[Entries from a pointing dataset]
::::::

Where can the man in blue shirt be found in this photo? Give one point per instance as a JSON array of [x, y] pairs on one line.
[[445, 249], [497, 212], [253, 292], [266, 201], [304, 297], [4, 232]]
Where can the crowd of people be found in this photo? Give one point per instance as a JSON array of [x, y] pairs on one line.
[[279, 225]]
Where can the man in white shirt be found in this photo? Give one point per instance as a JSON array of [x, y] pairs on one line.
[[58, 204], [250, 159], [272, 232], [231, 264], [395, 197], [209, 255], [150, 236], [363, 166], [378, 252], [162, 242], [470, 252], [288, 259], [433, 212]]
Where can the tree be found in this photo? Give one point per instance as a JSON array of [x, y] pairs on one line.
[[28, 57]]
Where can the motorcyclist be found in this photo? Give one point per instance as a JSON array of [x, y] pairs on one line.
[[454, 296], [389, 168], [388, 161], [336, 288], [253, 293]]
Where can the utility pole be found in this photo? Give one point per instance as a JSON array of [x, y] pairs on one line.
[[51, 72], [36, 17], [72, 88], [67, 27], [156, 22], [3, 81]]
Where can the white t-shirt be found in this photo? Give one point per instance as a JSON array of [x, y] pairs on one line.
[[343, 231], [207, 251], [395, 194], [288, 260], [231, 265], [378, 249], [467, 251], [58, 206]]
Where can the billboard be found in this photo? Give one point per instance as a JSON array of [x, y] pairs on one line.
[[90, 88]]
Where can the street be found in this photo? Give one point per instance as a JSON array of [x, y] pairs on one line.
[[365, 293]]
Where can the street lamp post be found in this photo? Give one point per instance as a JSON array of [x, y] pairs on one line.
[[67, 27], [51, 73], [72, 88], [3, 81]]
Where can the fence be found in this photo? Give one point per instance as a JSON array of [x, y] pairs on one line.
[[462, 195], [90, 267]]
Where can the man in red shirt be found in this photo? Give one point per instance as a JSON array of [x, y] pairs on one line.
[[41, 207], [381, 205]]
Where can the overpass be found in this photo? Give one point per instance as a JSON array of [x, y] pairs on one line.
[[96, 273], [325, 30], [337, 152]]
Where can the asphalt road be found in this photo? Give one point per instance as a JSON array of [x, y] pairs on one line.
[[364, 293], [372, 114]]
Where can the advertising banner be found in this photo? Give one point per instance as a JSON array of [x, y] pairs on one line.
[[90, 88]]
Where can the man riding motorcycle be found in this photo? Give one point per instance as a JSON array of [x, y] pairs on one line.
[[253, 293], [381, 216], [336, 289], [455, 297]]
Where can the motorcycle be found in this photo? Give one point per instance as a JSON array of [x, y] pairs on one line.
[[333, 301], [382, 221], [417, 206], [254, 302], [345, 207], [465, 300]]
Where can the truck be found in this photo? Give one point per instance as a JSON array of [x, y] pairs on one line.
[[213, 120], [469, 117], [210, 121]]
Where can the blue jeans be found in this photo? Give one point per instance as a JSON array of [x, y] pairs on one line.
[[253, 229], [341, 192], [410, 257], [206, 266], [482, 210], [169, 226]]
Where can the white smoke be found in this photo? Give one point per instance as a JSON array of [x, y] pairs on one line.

::::::

[Required work] Reproduce the material above verbatim, from its first line through its last.

[Answer to this task]
Where can the man in blue shirt be found in this photo? Give one point per instance as a JSON array of [x, y] pairs on one line.
[[445, 249], [497, 212], [253, 292], [266, 201], [304, 297], [4, 232]]
Where can the crowd of people be found in this photo? Give one point per instance as a JSON array of [x, y] pairs on one line.
[[279, 225]]
Where can the man in white shirt be found in this photo? Give one point per instance as a JSON array of [x, y] pairs on one line.
[[58, 204], [250, 159], [272, 232], [231, 264], [395, 197], [209, 255], [150, 236], [363, 166], [378, 252], [162, 242], [470, 252], [288, 259], [433, 212]]
Where can the tree be found in this photo? Give one point per instance as a JSON array of [x, y] pairs on one line.
[[28, 57]]
Where can the motorcyclist be found in this photo? Give one point per instance as a JSON array of [x, y] pairs on one line.
[[454, 296], [389, 168], [388, 161], [336, 288], [253, 293]]
Where can the utility pole be found in this photo? Give one point per instance as a JSON array of [x, y] pairs on one line.
[[51, 72], [36, 17], [72, 88], [67, 27], [156, 22], [3, 81]]
Where can the white t-shirt be found in this photo? Give one point per instance as a JSON array of [x, y] pairs on one line.
[[343, 231], [207, 251], [395, 194], [288, 260], [231, 265], [378, 249], [467, 251], [58, 206]]
Where can the billboard be found in this photo? Give one point per instance as a JSON array of [x, y] pairs on one line.
[[90, 88]]
Where can the street be found in this photo? Give one point per instance as a JSON array of [x, y] pairs on one line.
[[365, 293]]
Where can the street lamp post be found in this photo? Give one point per instance as a JSON array of [x, y] pairs on one line.
[[67, 27], [51, 73], [72, 88], [3, 81]]
Where can the fence be found in this photo? Give one point per instance as a JSON array of [x, y] pairs on one line.
[[462, 195], [90, 267]]
Where can the man in red shirt be found in this photo? Give one point per instance as a JSON array of [x, y] pairs on one line.
[[41, 207], [381, 205]]
Where can the overpass be found in this photo? Give one point per instance as a JSON array of [x, y] pairs on one line.
[[96, 273], [325, 30], [337, 152]]
Where can the asphalt road be found in this photo? Give one point per instance as a JSON array of [x, y] pairs on one line.
[[364, 293], [372, 114]]
Where can the advertising banner be found in this photo? Give one point per instance as a JSON array of [x, y] pairs on one line.
[[90, 88]]
Where can the man riding motorcycle be found in this photo? Give one point per instance as a JSON array of [x, y] pairs on one line.
[[253, 293], [381, 216], [336, 289], [455, 297]]
Where can the motorcycle be found in this photo? Give one point per instance as a JSON array of [x, y] pairs on one line.
[[333, 301], [382, 221], [417, 206], [254, 302], [345, 207], [465, 300]]
Where can the truck be found in this photo? Give one point per instance as a JSON array of [x, y] pairs on one line.
[[213, 120], [469, 117], [210, 121]]
Where can the blue jeans be found in this photo? Give one point per instance as a JSON array of [x, y] pairs on one line.
[[253, 229], [341, 192], [410, 257], [206, 266], [482, 210], [169, 226]]
Where can the white smoke be found in this photo? Give one point per instance as a JSON array of [x, y] pairs on one line.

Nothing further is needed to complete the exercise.